Brano proposto:
----
A puntare il dito contro Milana è stato lo stesso Leto, che – dopo un tentativo di fuga verso la Calabria – ha condotto gli investigatori nel luogo dove giaceva il cadavere. Le sue dichiarazioni, però, sono ritenute parziali e contraddittorie. Milana, dal canto suo, nega tutto ma ha fornito versioni confuse e smentite da testimonianze e prove oggettive, come le bruciature sugli abiti e la sua fuga dall’ospedale dopo un incidente stradale a bordo dell’auto della vittima.

Nel corso delle indagini, la polizia ha documentato una rocambolesca fuga di Leto verso Lamezia Terme, avvenuta poche ore dopo essere stato convocato in commissariato. Milana, invece, è risultato irreperibile dopo essere stato coinvolto in un incidente con la Lancia Musa di Arculeo, schiantatasi ad Alcamo.

A inchiodare i due anche intercettazioni ambientali: nella sala d’attesa della polizia, i due si sarebbero scambiati accuse e allusioni che, secondo gli inquirenti, confermano il loro coinvolgimento. “Per loro sei complice”, avrebbe detto Leto a Milana, lasciando intendere che entrambi fossero presenti sul luogo del delitto.
----
Compiti:
1. Trascrivi dal brano tutto ciò che va da "A puntare il" fino a "schiantatasi ad Alcamo.".
2. Riassumi il brano in due frasi.
3. Rispondi in base al brano:
(a) Verso quale località è fuggito Leto dopo essere stato convocato in commissariato?
(b) Dove si è schiantata la Lancia Musa di Arculeo?
(c) Quale frase avrebbe detto Leto a Milana nella sala d'attesa della polizia?
Per svolgere i compiti non occorre consultare i dati.

Dati estratti:
----
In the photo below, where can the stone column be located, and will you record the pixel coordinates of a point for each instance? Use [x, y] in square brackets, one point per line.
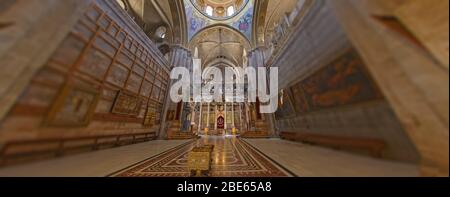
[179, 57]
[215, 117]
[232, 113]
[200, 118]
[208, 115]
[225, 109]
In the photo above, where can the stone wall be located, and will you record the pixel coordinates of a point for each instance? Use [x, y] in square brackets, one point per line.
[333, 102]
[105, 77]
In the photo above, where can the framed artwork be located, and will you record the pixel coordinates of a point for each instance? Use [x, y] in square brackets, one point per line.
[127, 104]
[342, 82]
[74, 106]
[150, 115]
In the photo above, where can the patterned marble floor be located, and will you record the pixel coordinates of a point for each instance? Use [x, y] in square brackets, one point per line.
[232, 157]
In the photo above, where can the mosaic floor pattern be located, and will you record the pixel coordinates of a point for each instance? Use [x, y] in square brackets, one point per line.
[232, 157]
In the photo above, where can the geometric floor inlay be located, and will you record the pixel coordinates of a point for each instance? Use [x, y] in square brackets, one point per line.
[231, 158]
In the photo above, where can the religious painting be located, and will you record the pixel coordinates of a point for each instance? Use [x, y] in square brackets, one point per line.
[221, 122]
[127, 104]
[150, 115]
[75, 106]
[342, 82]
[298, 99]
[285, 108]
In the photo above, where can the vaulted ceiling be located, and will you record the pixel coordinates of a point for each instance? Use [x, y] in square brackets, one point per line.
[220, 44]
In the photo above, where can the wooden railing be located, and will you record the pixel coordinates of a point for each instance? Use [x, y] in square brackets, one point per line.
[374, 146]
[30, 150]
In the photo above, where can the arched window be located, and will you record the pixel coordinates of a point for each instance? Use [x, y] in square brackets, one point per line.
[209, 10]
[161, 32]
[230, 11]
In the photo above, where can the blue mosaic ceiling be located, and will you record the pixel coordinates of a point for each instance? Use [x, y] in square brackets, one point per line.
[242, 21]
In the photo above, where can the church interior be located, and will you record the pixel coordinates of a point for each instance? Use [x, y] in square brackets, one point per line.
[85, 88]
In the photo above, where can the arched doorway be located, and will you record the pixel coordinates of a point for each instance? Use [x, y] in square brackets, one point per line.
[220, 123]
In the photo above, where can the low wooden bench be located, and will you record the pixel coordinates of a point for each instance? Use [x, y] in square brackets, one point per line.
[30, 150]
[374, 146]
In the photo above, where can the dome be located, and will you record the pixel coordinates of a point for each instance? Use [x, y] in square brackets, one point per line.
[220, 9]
----
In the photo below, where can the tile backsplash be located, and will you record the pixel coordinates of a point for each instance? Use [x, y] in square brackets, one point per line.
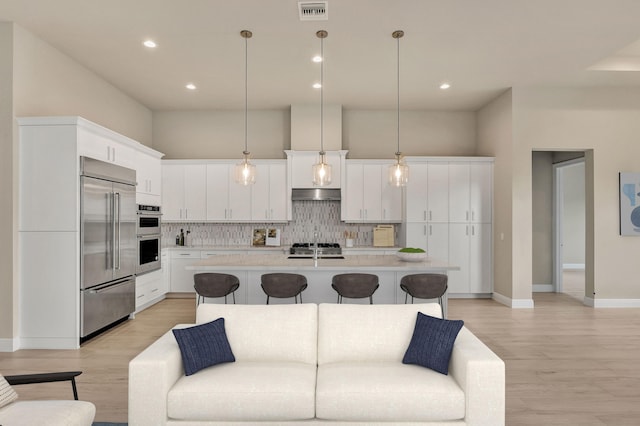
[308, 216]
----
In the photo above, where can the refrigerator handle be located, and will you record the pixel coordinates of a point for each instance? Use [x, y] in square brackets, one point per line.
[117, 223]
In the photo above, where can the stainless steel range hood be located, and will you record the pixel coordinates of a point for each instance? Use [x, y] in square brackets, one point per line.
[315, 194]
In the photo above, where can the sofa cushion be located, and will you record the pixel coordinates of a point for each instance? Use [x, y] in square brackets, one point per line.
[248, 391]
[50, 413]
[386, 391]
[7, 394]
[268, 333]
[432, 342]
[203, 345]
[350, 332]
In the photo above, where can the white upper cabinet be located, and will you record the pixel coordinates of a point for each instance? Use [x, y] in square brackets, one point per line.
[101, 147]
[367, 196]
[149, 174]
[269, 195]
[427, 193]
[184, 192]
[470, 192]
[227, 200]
----
Soluzioni:
1.
A puntare il dito contro Milana è stato lo stesso Leto, che – dopo un tentativo di fuga verso la Calabria – ha condotto gli investigatori nel luogo dove giaceva il cadavere. Le sue dichiarazioni, però, sono ritenute parziali e contraddittorie. Milana, dal canto suo, nega tutto ma ha fornito versioni confuse e smentite da testimonianze e prove oggettive, come le bruciature sugli abiti e la sua fuga dall’ospedale dopo un incidente stradale a bordo dell’auto della vittima.

Nel corso delle indagini, la polizia ha documentato una rocambolesca fuga di Leto verso Lamezia Terme, avvenuta poche ore dopo essere stato convocato in commissariato. Milana, invece, è risultato irreperibile dopo essere stato coinvolto in un incidente con la Lancia Musa di Arculeo, schiantatasi ad Alcamo.

2. Leto ha accusato Milana e ha condotto gli investigatori al cadavere, ma le sue dichiarazioni sono ritenute parziali e contraddittorie. Milana nega tutto, con versioni confuse e smentite da testimonianze e prove, mentre le intercettazioni nella sala d'attesa della polizia, secondo gli inquirenti, confermano il coinvolgimento dei due.

3.
(a) Verso Lamezia Terme.
(b) Ad Alcamo.
(c) "Per loro sei complice".